··· DATA PROVIDED ···
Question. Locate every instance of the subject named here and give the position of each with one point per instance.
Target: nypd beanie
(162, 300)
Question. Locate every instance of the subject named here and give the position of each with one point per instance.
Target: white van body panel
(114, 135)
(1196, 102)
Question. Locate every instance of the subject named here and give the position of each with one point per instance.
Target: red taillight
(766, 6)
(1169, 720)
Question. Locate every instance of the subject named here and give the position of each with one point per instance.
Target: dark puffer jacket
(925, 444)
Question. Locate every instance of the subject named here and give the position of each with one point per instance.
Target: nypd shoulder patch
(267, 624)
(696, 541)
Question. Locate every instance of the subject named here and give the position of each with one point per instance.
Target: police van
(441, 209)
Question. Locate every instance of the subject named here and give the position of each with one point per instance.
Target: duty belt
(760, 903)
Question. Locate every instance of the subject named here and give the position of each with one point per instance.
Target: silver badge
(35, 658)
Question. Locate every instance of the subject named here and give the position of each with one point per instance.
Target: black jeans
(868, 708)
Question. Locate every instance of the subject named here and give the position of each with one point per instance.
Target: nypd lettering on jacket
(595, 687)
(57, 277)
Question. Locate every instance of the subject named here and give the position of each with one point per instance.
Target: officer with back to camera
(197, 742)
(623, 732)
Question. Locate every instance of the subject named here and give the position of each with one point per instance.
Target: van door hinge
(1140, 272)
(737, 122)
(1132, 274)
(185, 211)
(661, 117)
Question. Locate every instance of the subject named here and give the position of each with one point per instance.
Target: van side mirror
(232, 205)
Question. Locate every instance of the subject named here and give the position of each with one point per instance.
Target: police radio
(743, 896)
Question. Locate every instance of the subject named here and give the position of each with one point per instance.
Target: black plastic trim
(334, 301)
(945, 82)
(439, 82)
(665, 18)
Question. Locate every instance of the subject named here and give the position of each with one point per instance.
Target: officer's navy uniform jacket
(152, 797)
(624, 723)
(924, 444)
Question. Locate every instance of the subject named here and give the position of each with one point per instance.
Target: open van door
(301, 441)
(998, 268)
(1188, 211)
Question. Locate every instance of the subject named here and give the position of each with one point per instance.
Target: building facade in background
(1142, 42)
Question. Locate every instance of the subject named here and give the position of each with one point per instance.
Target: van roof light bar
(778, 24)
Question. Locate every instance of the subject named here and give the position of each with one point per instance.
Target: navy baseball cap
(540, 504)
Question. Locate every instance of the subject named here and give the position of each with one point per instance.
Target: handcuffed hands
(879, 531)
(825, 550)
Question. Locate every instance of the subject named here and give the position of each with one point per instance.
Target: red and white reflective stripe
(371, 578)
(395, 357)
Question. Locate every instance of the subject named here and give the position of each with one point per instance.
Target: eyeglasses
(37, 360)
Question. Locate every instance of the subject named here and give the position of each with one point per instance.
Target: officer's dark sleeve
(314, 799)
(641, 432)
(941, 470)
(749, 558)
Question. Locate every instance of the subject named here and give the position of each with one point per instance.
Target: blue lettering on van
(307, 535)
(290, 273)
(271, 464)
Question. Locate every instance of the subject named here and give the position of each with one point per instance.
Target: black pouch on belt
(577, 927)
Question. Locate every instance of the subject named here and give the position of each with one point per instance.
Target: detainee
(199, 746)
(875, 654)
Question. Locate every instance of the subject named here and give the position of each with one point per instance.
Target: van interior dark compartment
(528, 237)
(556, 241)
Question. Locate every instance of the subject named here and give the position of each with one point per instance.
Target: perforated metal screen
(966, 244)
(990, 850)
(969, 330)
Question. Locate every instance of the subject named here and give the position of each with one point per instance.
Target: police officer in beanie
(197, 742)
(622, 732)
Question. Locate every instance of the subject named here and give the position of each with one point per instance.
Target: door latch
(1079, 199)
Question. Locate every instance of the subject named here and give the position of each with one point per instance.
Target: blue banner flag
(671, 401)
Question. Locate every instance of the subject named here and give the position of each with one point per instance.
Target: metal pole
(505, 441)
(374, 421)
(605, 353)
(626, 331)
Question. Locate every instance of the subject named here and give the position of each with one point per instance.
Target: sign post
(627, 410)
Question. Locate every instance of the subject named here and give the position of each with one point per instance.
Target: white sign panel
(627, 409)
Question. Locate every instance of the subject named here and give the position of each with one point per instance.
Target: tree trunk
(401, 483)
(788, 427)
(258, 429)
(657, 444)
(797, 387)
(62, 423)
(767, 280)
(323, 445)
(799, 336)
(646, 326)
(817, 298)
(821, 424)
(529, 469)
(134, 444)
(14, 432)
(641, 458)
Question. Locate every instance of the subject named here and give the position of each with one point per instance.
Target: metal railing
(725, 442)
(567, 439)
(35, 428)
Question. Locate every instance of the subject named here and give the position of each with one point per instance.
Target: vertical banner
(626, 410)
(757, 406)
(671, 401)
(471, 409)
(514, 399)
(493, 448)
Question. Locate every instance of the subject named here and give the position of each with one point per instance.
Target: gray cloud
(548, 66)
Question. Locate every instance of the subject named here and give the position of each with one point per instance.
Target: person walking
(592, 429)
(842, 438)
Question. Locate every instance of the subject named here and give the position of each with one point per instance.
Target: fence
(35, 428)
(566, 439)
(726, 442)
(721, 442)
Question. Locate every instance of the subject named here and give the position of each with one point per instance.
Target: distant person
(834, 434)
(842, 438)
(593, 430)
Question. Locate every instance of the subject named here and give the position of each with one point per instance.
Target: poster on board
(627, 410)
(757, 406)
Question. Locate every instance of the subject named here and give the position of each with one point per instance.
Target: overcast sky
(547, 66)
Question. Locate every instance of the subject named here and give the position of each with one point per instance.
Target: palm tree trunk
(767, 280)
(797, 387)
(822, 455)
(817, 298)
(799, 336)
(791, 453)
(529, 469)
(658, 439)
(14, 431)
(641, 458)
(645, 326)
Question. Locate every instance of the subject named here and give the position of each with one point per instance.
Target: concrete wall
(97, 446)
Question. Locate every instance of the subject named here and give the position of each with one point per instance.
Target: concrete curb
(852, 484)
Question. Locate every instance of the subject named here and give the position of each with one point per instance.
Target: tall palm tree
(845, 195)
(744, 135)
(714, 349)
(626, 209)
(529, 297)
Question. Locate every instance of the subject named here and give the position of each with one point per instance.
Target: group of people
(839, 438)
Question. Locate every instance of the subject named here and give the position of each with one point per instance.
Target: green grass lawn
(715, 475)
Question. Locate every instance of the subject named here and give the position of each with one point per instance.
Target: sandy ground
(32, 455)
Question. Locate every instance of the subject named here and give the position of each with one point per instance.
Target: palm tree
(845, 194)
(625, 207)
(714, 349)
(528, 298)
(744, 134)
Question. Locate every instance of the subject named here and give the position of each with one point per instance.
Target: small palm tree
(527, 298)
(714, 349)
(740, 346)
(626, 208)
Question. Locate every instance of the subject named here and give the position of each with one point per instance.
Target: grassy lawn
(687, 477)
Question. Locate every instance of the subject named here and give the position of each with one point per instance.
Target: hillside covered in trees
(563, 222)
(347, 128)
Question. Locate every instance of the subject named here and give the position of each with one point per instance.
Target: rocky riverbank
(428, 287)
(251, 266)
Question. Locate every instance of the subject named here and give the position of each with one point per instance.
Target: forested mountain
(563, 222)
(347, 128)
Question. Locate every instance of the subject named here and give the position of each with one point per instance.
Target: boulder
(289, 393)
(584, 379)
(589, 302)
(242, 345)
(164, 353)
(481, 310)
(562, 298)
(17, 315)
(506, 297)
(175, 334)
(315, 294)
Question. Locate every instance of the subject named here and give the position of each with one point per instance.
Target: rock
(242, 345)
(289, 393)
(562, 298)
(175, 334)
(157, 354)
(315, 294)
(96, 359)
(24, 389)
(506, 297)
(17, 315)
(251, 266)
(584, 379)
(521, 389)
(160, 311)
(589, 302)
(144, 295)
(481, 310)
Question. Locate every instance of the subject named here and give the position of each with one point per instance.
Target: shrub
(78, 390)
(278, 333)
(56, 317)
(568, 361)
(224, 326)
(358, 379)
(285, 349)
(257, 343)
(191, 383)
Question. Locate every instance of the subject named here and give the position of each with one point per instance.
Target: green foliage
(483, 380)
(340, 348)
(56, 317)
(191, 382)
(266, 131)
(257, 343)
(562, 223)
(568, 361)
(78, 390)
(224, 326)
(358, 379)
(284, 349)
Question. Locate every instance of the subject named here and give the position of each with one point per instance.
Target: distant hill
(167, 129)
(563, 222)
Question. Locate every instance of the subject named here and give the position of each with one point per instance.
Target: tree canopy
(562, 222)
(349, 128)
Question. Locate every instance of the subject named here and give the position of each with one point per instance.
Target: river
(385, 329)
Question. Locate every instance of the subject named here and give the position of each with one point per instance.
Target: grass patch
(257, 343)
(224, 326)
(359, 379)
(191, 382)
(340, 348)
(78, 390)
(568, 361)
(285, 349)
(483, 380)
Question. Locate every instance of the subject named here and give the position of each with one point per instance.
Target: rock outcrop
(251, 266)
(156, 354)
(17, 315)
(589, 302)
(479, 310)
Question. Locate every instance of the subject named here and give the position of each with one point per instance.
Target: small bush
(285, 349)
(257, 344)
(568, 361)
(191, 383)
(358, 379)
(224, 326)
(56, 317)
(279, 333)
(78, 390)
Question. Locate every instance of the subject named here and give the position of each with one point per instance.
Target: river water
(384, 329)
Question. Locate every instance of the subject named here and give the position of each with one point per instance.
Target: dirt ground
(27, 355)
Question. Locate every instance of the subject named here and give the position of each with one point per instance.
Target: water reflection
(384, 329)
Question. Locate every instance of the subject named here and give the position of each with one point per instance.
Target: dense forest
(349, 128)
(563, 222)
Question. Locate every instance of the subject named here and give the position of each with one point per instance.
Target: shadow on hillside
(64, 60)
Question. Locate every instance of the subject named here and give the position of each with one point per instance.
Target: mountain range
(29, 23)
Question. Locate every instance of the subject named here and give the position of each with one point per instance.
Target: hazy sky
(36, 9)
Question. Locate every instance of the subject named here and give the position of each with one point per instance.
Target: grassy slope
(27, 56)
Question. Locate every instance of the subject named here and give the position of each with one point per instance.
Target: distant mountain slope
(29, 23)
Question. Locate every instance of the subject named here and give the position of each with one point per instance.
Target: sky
···
● TASK GOAL
From the records above, keep only the lines that contain the string "blue", and copy each of them. Treat uppercase and lowercase letters as different when matching.

● RIGHT ANSWER
Target: blue lettering on van
Target: blue banner flag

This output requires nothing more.